--- Document text Enclosed Below ---
Ending HIV | Daily News

Ending HIV

Around the world, 37 million people are living with HIV, the highest number ever, yet a quarter of them do not know that they have the virus. Today (December 1), on World AIDS Day, the theme is “Live Life Positively: Know your HIV Status”. Today also marks the 30th anniversary of World AIDS Day.

Significant progress has been made in the AIDS response since 1988, and today three in four people living with HIV know their status. According to the latest data, 9.4 million people living with HIV don't know their status and 1.8 million people were newly infected with HIV in 2017 alone.

We still have miles to go, as the latest UNAIDS Report shows, that includes reaching people living with HIV who do not know their status and ensuring that they are linked to quality care and prevention services. One problem is that if a patient is infected with the HIV virus, he or she may live without any symptoms for one to 10 years. Even with the HIV virus present in the blood, the blood test results for HIV may be negative, if tested within three months from the date of infection. This is because the antibody development takes about three months from the date of infection.

HIV testing is essential for expanding treatment and ensuring that all people living with HIV can lead healthy and productive lives. It is also crucial to achieving the prevention targets and empowering people to make choices about HIV prevention so they can protect themselves and their loved ones.

Unfortunately, many barriers to HIV testing remain. Stigma and discrimination still deter people from taking an HIV test. Access to confidential HIV testing is still an issue of concern. Many people still only get tested after becoming ill.

Knowing your HIV status has many advantages. It is an essential entry point to HIV treatment, prevention, care and support services. People who test positive for HIV should be linked immediately to antiretroviral therapy to keep them alive and well and, when viral load suppression is reached, prevent transmission of the virus.

Knowing your HIV status also enables people to make informed decisions about HIV prevention options, including services to prevent children from becoming infected with HIV, male and female condoms and other preventive measures.
--- End of Enclosed Document text ---
--- Entries supplied Enclosed Below ---
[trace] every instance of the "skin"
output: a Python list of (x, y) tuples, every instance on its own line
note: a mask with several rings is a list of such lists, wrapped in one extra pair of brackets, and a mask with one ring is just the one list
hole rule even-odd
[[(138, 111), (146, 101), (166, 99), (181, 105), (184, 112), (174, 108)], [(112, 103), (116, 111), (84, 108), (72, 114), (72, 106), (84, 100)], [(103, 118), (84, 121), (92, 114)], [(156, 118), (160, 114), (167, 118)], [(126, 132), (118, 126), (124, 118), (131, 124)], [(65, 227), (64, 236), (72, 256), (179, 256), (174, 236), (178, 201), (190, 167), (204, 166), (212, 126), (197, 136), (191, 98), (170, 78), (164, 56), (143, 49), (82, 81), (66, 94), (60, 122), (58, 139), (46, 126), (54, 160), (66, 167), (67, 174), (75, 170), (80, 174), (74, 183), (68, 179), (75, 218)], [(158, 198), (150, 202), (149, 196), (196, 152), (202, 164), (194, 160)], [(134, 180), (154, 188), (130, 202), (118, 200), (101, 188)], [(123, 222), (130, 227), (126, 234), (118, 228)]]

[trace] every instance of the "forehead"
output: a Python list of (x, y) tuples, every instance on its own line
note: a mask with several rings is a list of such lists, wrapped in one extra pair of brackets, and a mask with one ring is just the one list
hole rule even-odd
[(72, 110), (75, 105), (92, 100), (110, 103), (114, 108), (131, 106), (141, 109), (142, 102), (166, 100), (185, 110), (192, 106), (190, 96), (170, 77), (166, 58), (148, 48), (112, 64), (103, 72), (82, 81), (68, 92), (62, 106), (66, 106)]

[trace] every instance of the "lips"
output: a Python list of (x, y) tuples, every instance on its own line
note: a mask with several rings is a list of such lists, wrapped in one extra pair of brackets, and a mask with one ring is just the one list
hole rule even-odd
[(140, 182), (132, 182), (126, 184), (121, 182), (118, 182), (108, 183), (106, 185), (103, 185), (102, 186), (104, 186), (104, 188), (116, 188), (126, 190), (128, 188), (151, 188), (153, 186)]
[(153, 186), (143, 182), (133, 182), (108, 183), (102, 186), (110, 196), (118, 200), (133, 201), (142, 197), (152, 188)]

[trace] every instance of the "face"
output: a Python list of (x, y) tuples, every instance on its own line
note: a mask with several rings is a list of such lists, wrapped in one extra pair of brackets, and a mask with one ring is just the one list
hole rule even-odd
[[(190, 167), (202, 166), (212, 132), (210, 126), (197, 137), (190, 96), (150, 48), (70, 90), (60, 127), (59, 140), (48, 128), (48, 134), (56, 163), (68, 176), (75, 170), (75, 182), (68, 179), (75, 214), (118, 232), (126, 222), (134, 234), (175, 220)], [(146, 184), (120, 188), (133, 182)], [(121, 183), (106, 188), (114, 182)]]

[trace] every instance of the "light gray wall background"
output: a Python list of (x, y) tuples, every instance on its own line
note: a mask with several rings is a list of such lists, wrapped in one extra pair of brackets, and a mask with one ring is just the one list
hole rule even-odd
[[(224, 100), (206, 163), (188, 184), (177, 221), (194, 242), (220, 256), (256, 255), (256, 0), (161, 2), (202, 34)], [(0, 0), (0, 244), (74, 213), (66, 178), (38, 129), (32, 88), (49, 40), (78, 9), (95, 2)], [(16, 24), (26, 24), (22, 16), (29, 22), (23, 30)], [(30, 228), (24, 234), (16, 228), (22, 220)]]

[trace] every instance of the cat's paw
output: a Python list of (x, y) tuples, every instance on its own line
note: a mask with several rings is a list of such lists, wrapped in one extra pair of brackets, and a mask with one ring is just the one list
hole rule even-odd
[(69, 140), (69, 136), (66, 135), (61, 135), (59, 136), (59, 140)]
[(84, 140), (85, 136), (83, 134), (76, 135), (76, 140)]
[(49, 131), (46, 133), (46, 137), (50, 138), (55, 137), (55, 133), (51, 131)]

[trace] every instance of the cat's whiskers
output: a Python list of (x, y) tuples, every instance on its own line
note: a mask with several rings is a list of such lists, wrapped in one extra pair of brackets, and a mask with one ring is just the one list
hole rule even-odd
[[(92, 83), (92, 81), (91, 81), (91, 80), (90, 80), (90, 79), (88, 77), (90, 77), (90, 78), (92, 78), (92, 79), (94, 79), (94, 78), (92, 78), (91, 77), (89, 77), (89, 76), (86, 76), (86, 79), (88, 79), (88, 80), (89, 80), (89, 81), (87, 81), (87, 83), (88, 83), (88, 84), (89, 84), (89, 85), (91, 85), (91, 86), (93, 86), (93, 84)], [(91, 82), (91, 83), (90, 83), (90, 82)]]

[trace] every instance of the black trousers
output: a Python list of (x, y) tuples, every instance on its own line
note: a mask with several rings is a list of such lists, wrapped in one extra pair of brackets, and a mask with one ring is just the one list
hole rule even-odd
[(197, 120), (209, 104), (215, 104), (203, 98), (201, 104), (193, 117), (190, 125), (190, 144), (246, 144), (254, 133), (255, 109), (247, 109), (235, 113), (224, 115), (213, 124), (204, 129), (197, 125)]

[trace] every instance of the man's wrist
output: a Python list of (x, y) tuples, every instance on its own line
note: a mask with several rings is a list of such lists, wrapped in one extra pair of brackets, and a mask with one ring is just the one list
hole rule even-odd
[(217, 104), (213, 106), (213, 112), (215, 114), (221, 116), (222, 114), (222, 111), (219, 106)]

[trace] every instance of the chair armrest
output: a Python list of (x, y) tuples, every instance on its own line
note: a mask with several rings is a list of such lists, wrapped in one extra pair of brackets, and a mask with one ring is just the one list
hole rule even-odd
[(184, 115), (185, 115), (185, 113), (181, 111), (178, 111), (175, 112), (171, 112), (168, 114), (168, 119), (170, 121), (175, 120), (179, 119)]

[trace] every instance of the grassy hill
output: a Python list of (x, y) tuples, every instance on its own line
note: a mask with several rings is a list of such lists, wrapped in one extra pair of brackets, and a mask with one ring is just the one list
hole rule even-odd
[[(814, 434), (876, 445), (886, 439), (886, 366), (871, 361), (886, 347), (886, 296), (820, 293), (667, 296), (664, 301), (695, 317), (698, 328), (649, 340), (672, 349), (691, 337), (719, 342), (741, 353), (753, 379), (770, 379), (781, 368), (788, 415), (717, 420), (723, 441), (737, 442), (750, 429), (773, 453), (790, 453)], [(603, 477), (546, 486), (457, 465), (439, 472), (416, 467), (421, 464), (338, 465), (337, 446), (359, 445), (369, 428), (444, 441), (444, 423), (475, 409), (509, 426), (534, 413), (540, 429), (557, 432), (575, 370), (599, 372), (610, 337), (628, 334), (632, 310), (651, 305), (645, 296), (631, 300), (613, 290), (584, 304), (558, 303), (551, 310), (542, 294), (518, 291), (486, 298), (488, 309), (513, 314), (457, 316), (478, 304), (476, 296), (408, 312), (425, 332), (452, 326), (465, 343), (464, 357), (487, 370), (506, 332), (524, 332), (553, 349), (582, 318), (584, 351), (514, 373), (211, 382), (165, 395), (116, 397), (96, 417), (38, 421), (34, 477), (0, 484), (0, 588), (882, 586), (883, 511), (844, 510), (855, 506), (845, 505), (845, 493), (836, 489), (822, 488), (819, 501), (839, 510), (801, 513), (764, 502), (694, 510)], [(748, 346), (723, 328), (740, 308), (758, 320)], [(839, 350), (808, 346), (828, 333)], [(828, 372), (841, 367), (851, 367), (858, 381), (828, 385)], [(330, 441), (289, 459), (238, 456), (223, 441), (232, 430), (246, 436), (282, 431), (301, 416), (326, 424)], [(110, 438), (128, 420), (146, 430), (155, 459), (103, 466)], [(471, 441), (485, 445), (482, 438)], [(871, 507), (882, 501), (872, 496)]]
--- End of Enclosed Entries supplied ---
**Instructions to follow**:
Please rewrite the passage of the HIV article that begins at the words "We still have" and stops after "about three months from the date of infection.", putting "a long way" in place of "miles".

**Expected answer**:
We still have a long way to go, as the latest UNAIDS Report shows, that includes reaching people living with HIV who do not know their status and ensuring that they are linked to quality care and prevention services. One problem is that if a patient is infected with the HIV virus, he or she may live without any symptoms for one to 10 years. Even with the HIV virus present in the blood, the blood test results for HIV may be negative, if tested within three months from the date of infection. This is because the antibody development takes about three months from the date of infection.